* [Stated problem]: Output each entry that follows exactly. Images stay out.

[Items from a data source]
.....
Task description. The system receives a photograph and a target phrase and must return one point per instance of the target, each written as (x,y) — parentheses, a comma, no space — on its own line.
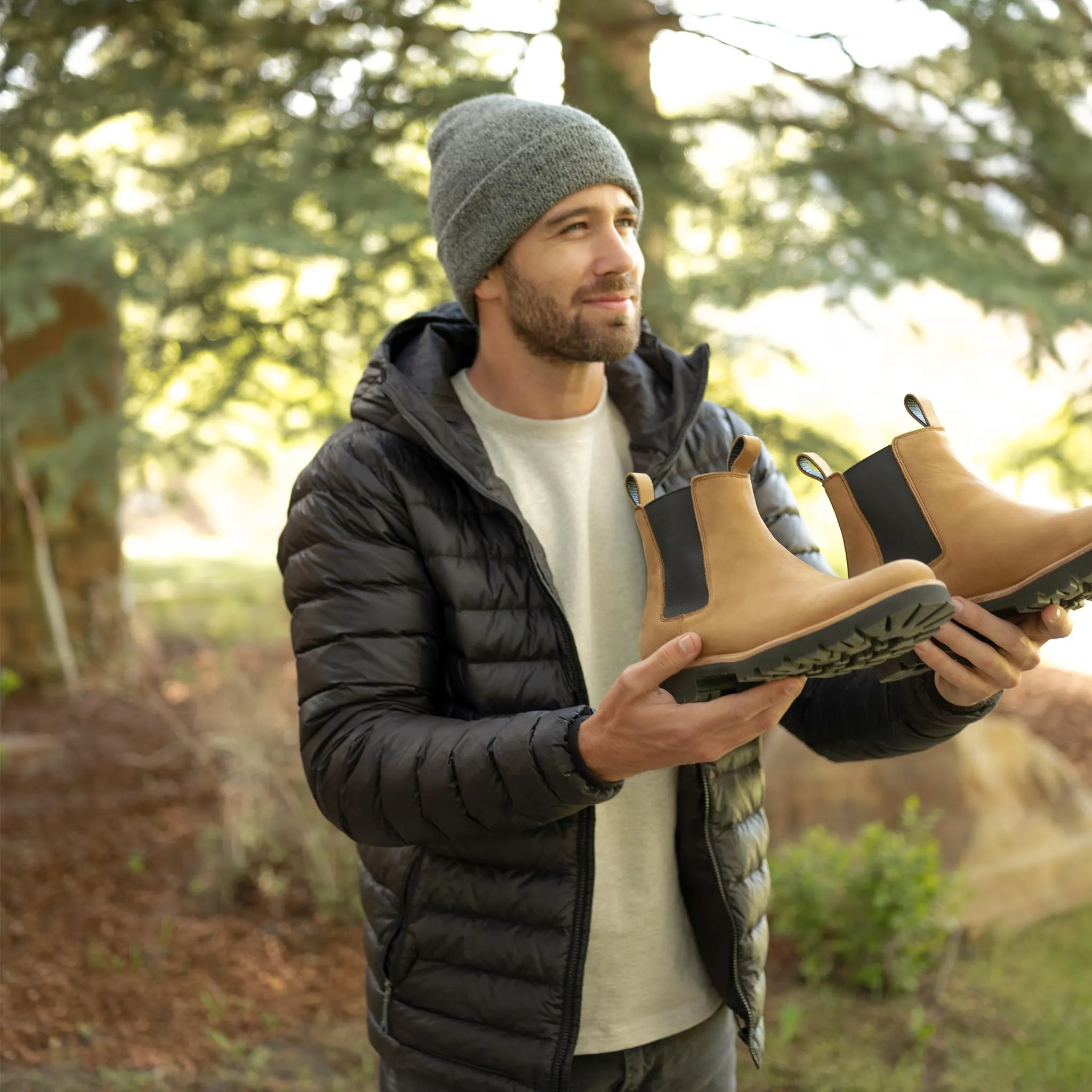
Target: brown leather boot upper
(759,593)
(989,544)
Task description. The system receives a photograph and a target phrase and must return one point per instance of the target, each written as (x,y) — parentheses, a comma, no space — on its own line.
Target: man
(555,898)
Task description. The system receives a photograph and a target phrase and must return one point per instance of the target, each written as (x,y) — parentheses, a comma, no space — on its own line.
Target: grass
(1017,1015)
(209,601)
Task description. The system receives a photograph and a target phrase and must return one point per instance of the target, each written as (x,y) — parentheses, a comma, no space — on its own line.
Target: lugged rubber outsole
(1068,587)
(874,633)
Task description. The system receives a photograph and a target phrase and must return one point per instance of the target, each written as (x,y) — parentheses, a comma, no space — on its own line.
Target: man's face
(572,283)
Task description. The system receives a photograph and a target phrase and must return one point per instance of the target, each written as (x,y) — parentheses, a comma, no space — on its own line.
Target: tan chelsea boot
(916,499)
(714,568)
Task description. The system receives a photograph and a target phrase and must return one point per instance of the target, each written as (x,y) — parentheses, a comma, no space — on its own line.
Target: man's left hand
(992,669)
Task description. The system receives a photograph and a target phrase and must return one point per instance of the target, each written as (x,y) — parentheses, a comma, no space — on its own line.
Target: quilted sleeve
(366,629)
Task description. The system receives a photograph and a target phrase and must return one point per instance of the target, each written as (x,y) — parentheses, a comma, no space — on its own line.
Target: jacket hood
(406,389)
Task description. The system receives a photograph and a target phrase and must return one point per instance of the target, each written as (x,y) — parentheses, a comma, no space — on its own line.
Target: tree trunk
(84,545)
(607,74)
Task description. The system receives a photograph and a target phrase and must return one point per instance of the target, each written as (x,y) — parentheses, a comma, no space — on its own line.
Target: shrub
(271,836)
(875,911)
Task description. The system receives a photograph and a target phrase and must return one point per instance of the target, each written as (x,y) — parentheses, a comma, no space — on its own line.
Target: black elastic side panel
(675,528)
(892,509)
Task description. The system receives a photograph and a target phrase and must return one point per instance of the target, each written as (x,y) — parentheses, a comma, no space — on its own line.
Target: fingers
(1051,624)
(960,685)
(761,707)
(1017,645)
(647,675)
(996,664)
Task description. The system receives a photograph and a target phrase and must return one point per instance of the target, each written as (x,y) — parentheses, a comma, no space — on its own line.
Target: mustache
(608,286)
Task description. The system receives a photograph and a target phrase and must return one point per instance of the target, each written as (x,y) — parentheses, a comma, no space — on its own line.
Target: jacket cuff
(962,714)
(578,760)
.....
* [Answer to the task]:
Task description. The system receives a photograph and a target phrase and must return one point per instance of the target, each written as (x,y) — parentheses, a comma, no space — on its own line.
Target: brown leather boot upper
(759,593)
(989,544)
Task description. The system receives a photograph and a target phrase and must return one point per instance of the target, each written as (x,y) — parentheses, a comma, no space — on its own line.
Target: man
(555,898)
Task description. The system receives a photograph and a target phrase and must return one point per instance of the target, each written as (x,y) — parentheses, a comma, no space — on its own line.
Target: grass
(1017,1015)
(209,601)
Task description. The system receives a photograph and a target phrase and must return one point per instance of the target, each written as (x,y) — parentheses, a comma, no space — on its own line.
Target: lugged rubber outsole
(1068,587)
(874,633)
Task description. The system receives a photograph and a target phrase and must return one point per instance of the target, each written as (x,y) — parentheses, a comma, no space — on its own line.
Target: man's face
(572,283)
Task description. The system receives a photograph and a target phrase and must return one point per instance of the target, each written as (x,y) — parentheses, a comma, no space — on its own line.
Target: tan chelsea boot
(916,499)
(714,568)
Task description. The system receives a photograph and a target phrase and must return one point per instance of the target, each written as (x,y) — parentheses, a comma, no space — on its own line.
Target: man's left hand
(992,669)
Task description. The system receives a photograph and a target phrase and must return one point per instance of the target, each written as (x,y) — parentheses, a comma, no space — on its own line.
Target: quilted sleeve
(366,629)
Task description. The system receives a photograph and a target phrase and must return one point per instance of the target, each written as (x,y) — parentheses, a comma, no space — on its own line.
Target: jacket hood
(406,389)
Task description. The system receives a photograph and a target phrase and must return one point per instance of the target, each written as (x,y) — parentheses, a comma, no space — on its own line.
Target: tree trunk
(84,545)
(607,74)
Task description. The system receives a photograph and a target phrase and must return one point per instance of the target, each written as (x,y) — parentheses, a comma, no space — on its own line.
Target: shrub
(271,836)
(875,911)
Task description. The system receives a photograph and a target phrase and must return one point per instance of the target, each written as (x,y) — parentheses, a comma, no space — on its own line.
Target: black elastic side panel
(675,528)
(892,509)
Task description. The system receives a photograph and a target phrase and must return one point per instance of the target, each written as (x,y) — parentheses, a comma, no space — on its own line.
Target: fingers
(1051,624)
(960,685)
(761,707)
(1017,645)
(647,675)
(996,664)
Task description. The system receives a photograph and a target phrase and must return one point per instance of the target, each written as (x,y) — parentheses, a comma, no space — on its own line.
Target: mustache
(608,286)
Task description. The system receives a photograph and a target phrase and must return one point per instance of the target, each written as (x,y) — parentheses, a comma, no space — on its own line.
Target: jacket cuff
(962,714)
(578,760)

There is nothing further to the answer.